» Goal: Switch every "Mark the region" in the lines below to "Outline the area" and write the lines out again with nothing else changed. Leave the pictures out of your answer.

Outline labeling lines
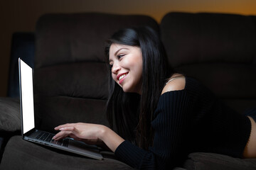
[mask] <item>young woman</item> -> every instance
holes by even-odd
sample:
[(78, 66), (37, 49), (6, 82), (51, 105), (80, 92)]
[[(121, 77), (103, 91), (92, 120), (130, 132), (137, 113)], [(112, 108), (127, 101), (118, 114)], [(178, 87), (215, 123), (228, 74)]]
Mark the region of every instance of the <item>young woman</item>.
[(121, 30), (107, 41), (105, 52), (111, 128), (65, 124), (55, 128), (60, 132), (54, 140), (70, 136), (105, 144), (136, 169), (171, 169), (193, 152), (256, 157), (255, 121), (225, 106), (196, 80), (167, 69), (153, 30)]

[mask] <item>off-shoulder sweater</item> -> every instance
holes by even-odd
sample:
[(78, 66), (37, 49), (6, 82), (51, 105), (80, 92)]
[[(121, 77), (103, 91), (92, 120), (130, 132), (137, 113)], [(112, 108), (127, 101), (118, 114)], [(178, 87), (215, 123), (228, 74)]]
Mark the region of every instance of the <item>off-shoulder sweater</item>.
[(148, 150), (125, 140), (114, 152), (133, 168), (171, 169), (195, 152), (242, 157), (251, 130), (247, 117), (190, 77), (186, 77), (184, 89), (160, 96), (154, 118), (154, 143)]

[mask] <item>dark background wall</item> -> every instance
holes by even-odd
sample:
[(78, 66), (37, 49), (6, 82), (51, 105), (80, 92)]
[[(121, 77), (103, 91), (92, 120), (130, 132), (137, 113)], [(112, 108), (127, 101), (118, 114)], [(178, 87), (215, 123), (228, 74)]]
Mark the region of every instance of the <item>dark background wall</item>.
[(160, 22), (169, 11), (256, 15), (255, 9), (255, 0), (0, 0), (0, 96), (7, 94), (12, 34), (34, 31), (44, 13), (144, 14)]

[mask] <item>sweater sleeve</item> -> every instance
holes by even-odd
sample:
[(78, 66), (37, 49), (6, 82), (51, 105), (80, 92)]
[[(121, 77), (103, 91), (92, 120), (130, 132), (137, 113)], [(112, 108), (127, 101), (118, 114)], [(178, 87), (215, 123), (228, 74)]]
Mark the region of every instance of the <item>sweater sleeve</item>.
[(186, 90), (162, 94), (151, 122), (154, 130), (153, 146), (146, 151), (124, 141), (117, 148), (116, 156), (139, 169), (170, 169), (177, 166), (177, 161), (183, 156), (181, 149), (191, 103)]

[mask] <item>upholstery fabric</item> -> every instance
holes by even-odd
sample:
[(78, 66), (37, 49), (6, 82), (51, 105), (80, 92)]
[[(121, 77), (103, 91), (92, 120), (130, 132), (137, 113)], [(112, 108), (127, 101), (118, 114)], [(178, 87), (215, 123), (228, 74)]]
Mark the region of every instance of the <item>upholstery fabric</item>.
[(0, 98), (0, 132), (21, 130), (21, 108), (19, 100)]
[(187, 170), (253, 170), (256, 169), (255, 159), (238, 159), (223, 154), (195, 152), (188, 155), (184, 164)]
[(169, 13), (160, 29), (170, 66), (240, 113), (256, 106), (255, 16)]
[(105, 62), (105, 40), (120, 28), (145, 25), (159, 31), (157, 23), (146, 16), (44, 15), (36, 26), (35, 67), (85, 61)]

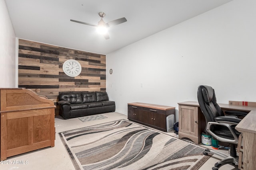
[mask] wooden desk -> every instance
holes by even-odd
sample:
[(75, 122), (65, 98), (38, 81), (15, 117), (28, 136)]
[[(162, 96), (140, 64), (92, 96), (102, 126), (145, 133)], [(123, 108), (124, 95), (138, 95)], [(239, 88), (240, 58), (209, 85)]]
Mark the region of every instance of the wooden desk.
[[(185, 102), (178, 103), (179, 104), (179, 128), (180, 125), (180, 106), (188, 106), (196, 107), (200, 109), (197, 102)], [(238, 110), (246, 111), (248, 114), (236, 127), (236, 129), (242, 133), (243, 143), (243, 168), (244, 170), (253, 170), (256, 167), (256, 107), (246, 106), (218, 104), (222, 109)], [(198, 123), (200, 123), (199, 122)], [(197, 129), (198, 130), (198, 129)], [(202, 131), (198, 131), (201, 134)], [(180, 132), (179, 131), (179, 136)], [(189, 137), (189, 135), (186, 137)], [(198, 139), (199, 140), (199, 139)]]

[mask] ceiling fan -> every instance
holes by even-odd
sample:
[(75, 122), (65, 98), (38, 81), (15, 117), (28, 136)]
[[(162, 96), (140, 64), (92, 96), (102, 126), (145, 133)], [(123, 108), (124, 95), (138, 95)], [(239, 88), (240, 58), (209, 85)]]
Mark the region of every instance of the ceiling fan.
[(93, 26), (96, 27), (99, 31), (101, 31), (101, 33), (103, 34), (105, 39), (109, 39), (109, 35), (107, 32), (107, 28), (112, 27), (112, 26), (120, 24), (123, 22), (126, 22), (127, 20), (124, 17), (112, 21), (110, 21), (107, 23), (104, 22), (102, 18), (105, 16), (105, 14), (103, 12), (99, 12), (99, 15), (101, 18), (100, 21), (98, 22), (98, 25), (93, 24), (92, 23), (87, 23), (86, 22), (82, 22), (81, 21), (76, 21), (74, 20), (70, 20), (70, 21), (73, 22), (77, 22), (78, 23), (82, 23), (83, 24)]

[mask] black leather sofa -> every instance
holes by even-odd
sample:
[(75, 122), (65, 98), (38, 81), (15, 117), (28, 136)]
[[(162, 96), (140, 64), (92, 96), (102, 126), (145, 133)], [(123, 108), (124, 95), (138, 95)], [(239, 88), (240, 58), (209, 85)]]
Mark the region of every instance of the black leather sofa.
[(59, 114), (64, 119), (116, 110), (115, 102), (106, 92), (68, 92), (59, 95)]

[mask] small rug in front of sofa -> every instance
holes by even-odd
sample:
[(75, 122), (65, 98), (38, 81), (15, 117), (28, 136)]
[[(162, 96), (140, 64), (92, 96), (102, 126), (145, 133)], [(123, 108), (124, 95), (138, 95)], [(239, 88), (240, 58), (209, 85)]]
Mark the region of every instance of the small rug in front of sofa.
[(79, 120), (82, 121), (83, 122), (85, 122), (86, 121), (92, 121), (92, 120), (98, 120), (100, 119), (107, 118), (108, 117), (106, 117), (103, 115), (92, 115), (91, 116), (87, 116), (84, 117), (81, 117), (78, 118)]
[(193, 170), (204, 149), (129, 121), (59, 133), (76, 170)]

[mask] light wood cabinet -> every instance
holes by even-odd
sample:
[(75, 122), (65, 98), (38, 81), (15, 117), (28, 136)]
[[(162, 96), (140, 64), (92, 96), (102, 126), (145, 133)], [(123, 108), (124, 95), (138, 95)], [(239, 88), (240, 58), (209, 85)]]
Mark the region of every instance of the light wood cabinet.
[(188, 138), (201, 143), (201, 134), (206, 126), (205, 119), (199, 107), (179, 103), (179, 138)]
[(0, 160), (54, 146), (53, 102), (23, 88), (0, 88)]
[(175, 107), (142, 103), (128, 104), (128, 119), (161, 131), (166, 131), (166, 117), (174, 114)]

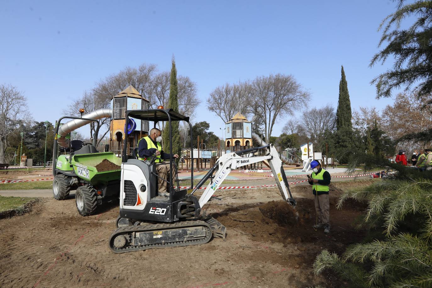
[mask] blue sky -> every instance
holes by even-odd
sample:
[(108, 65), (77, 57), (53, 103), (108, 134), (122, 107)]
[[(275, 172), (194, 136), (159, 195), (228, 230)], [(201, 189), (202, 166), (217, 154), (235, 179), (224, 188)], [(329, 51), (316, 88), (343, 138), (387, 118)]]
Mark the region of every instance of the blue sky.
[[(168, 70), (174, 54), (178, 73), (197, 85), (202, 103), (194, 120), (210, 122), (219, 136), (223, 123), (205, 105), (216, 87), (291, 74), (311, 93), (311, 106), (336, 108), (343, 65), (352, 108), (382, 109), (393, 101), (375, 100), (369, 82), (386, 68), (368, 65), (378, 51), (378, 26), (396, 5), (0, 0), (0, 82), (24, 92), (35, 120), (54, 122), (100, 79), (143, 63)], [(273, 136), (287, 119), (275, 125)]]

» Answer for this exercise:
[mask] <item>young woman</item> -> every instance
holes by even-odd
sample:
[(78, 66), (37, 49), (6, 82), (51, 105), (80, 92)]
[[(121, 77), (103, 91), (92, 120), (130, 132), (137, 113)], [(112, 108), (127, 101), (118, 114)], [(178, 87), (215, 123), (228, 74)]]
Outline the area of every instance of the <item>young woman</item>.
[(121, 30), (107, 41), (105, 52), (111, 128), (65, 124), (55, 128), (60, 132), (54, 140), (70, 136), (105, 144), (136, 169), (171, 169), (193, 152), (256, 157), (255, 121), (225, 106), (196, 80), (167, 69), (153, 30)]

[mask] <item>off-shoulder sweater</item> -> every instance
holes by even-odd
sample:
[(78, 66), (37, 49), (6, 82), (51, 105), (80, 92)]
[[(121, 77), (103, 91), (92, 120), (130, 132), (137, 113)], [(112, 108), (127, 101), (118, 114)], [(178, 87), (215, 123), (228, 74)]]
Outline the area of every instance of the <item>off-shoulder sweater</item>.
[(148, 150), (125, 140), (114, 152), (133, 168), (171, 169), (195, 152), (242, 157), (251, 130), (247, 117), (190, 77), (186, 77), (184, 89), (160, 96), (154, 118), (154, 143)]

[mask] <item>dark background wall</item> -> every instance
holes by even-odd
sample:
[(78, 66), (37, 49), (6, 82), (51, 105), (80, 92)]
[[(121, 77), (103, 91), (92, 120), (130, 132), (137, 113)], [(112, 108), (127, 101), (118, 114)], [(178, 87), (215, 123), (228, 74)]]
Outline the area of every instance of the <item>dark background wall</item>.
[(160, 22), (169, 11), (256, 15), (255, 9), (255, 0), (0, 0), (0, 96), (7, 94), (12, 34), (34, 31), (44, 13), (144, 14)]

[mask] <item>sweater sleeve</item> -> every instance
holes by even-odd
sample:
[(78, 66), (37, 49), (6, 82), (51, 105), (80, 92)]
[[(121, 77), (103, 91), (92, 120), (130, 132), (137, 113)], [(112, 108), (127, 101), (118, 114)], [(178, 87), (215, 123), (228, 74)]]
Outline the area of every instance of the <item>sweater sleeve</item>.
[(186, 90), (162, 94), (151, 122), (154, 130), (153, 146), (146, 151), (124, 141), (117, 148), (116, 156), (139, 169), (170, 169), (177, 166), (177, 161), (183, 156), (181, 149), (191, 103)]

[mask] <item>upholstery fabric</item> -> every instance
holes by even-odd
sample:
[(78, 66), (37, 49), (6, 82), (51, 105), (80, 92)]
[[(121, 77), (103, 91), (92, 120), (130, 132), (137, 113)], [(112, 108), (127, 101), (118, 114)], [(178, 87), (215, 123), (228, 74)]]
Outline the area of every instance of the <item>upholstery fabric</item>.
[(0, 98), (0, 132), (21, 130), (21, 108), (19, 100)]
[(187, 170), (253, 170), (256, 169), (255, 159), (238, 159), (223, 154), (195, 152), (188, 155), (184, 164)]
[(169, 13), (160, 29), (170, 66), (240, 113), (256, 106), (255, 16)]
[(105, 62), (105, 40), (120, 28), (145, 25), (159, 31), (157, 23), (146, 16), (44, 15), (36, 26), (35, 67), (85, 61)]

[mask] wooden desk -> every instance
holes by even-odd
sample:
[(75, 122), (65, 98), (38, 81), (15, 117), (28, 136)]
[[(162, 96), (140, 64), (92, 96), (102, 126), (145, 133)], [(123, 108), (124, 95), (138, 95)], [(239, 88), (240, 58), (209, 85)]]
Outline the area of every instance of the wooden desk.
[[(185, 102), (178, 103), (179, 104), (179, 128), (180, 125), (180, 106), (188, 106), (196, 107), (200, 109), (197, 102)], [(238, 110), (246, 111), (248, 114), (236, 127), (236, 129), (242, 133), (243, 143), (243, 168), (244, 170), (253, 170), (256, 167), (256, 107), (246, 106), (218, 104), (222, 109)], [(198, 123), (200, 123), (199, 122)], [(197, 129), (198, 130), (198, 129)], [(202, 131), (198, 131), (201, 134)], [(180, 132), (179, 131), (179, 136)], [(189, 137), (189, 135), (186, 137)], [(198, 139), (199, 140), (199, 139)]]

[mask] ceiling fan -> every instance
holes by even-odd
sample:
[(75, 122), (65, 98), (38, 81), (15, 117), (28, 136)]
[[(162, 96), (140, 64), (92, 96), (102, 126), (145, 133)], [(123, 108), (124, 95), (138, 95)], [(239, 88), (240, 58), (209, 85)]]
Outline the area of every instance of the ceiling fan.
[(93, 26), (96, 27), (99, 31), (101, 31), (101, 33), (103, 34), (105, 39), (109, 39), (109, 35), (107, 32), (107, 28), (112, 27), (112, 26), (120, 24), (123, 22), (126, 22), (127, 20), (124, 17), (112, 21), (110, 21), (107, 23), (104, 22), (102, 18), (105, 16), (105, 14), (103, 12), (99, 12), (99, 15), (101, 18), (100, 21), (98, 22), (98, 25), (93, 24), (92, 23), (87, 23), (86, 22), (82, 22), (81, 21), (76, 21), (74, 20), (70, 20), (70, 21), (73, 22), (77, 22), (78, 23), (82, 23), (83, 24)]

[mask] black leather sofa -> every instance
holes by even-odd
sample:
[(75, 122), (65, 98), (38, 81), (15, 117), (28, 136)]
[[(162, 96), (140, 64), (92, 96), (102, 126), (145, 133)], [(123, 108), (124, 95), (138, 95)], [(239, 88), (240, 58), (209, 85)]]
Outline the area of every instance of the black leather sofa.
[(59, 114), (64, 119), (116, 110), (115, 102), (106, 92), (68, 92), (59, 95)]

[mask] small rug in front of sofa -> every instance
holes by even-odd
sample:
[(75, 122), (65, 98), (38, 81), (15, 117), (28, 136)]
[[(162, 96), (140, 64), (92, 96), (102, 126), (145, 133)], [(123, 108), (124, 95), (138, 95)], [(239, 88), (240, 58), (209, 85)]]
Outline the area of every instance of the small rug in front of sofa.
[(79, 120), (82, 121), (83, 122), (85, 122), (86, 121), (92, 121), (92, 120), (98, 120), (100, 119), (107, 118), (108, 117), (106, 117), (103, 115), (92, 115), (91, 116), (87, 116), (84, 117), (81, 117), (78, 118)]
[(193, 170), (204, 149), (129, 121), (59, 133), (76, 170)]

[mask] light wood cabinet -> every instance
holes by even-odd
sample:
[(75, 122), (65, 98), (38, 81), (15, 117), (28, 136)]
[[(162, 96), (140, 64), (92, 96), (102, 126), (145, 133)], [(123, 108), (124, 95), (138, 95)], [(239, 88), (240, 58), (209, 85)]]
Outline the area of every instance of the light wood cabinet.
[(188, 138), (201, 143), (201, 134), (206, 126), (205, 119), (199, 107), (179, 103), (179, 138)]
[(0, 160), (54, 146), (53, 102), (23, 88), (0, 88)]
[(175, 107), (142, 103), (128, 104), (128, 119), (161, 131), (166, 131), (166, 117), (174, 114)]

[mask] blue sky -> every instance
holes by even-odd
sample:
[(108, 65), (77, 57), (53, 103), (108, 134), (122, 107)]
[[(275, 172), (194, 136), (159, 195), (228, 230)], [(201, 189), (202, 166), (217, 154), (235, 179), (224, 188)], [(329, 51), (316, 88), (343, 138), (387, 118)]]
Outline the area of every instance of the blue sky.
[[(168, 70), (174, 54), (178, 73), (197, 85), (202, 103), (194, 120), (210, 122), (219, 136), (223, 123), (205, 105), (216, 87), (291, 74), (311, 93), (311, 106), (336, 108), (343, 65), (352, 108), (382, 109), (393, 101), (375, 100), (369, 82), (386, 68), (368, 65), (378, 51), (378, 26), (396, 5), (0, 0), (0, 82), (24, 92), (35, 120), (54, 122), (100, 79), (143, 63)], [(273, 136), (287, 119), (275, 125)]]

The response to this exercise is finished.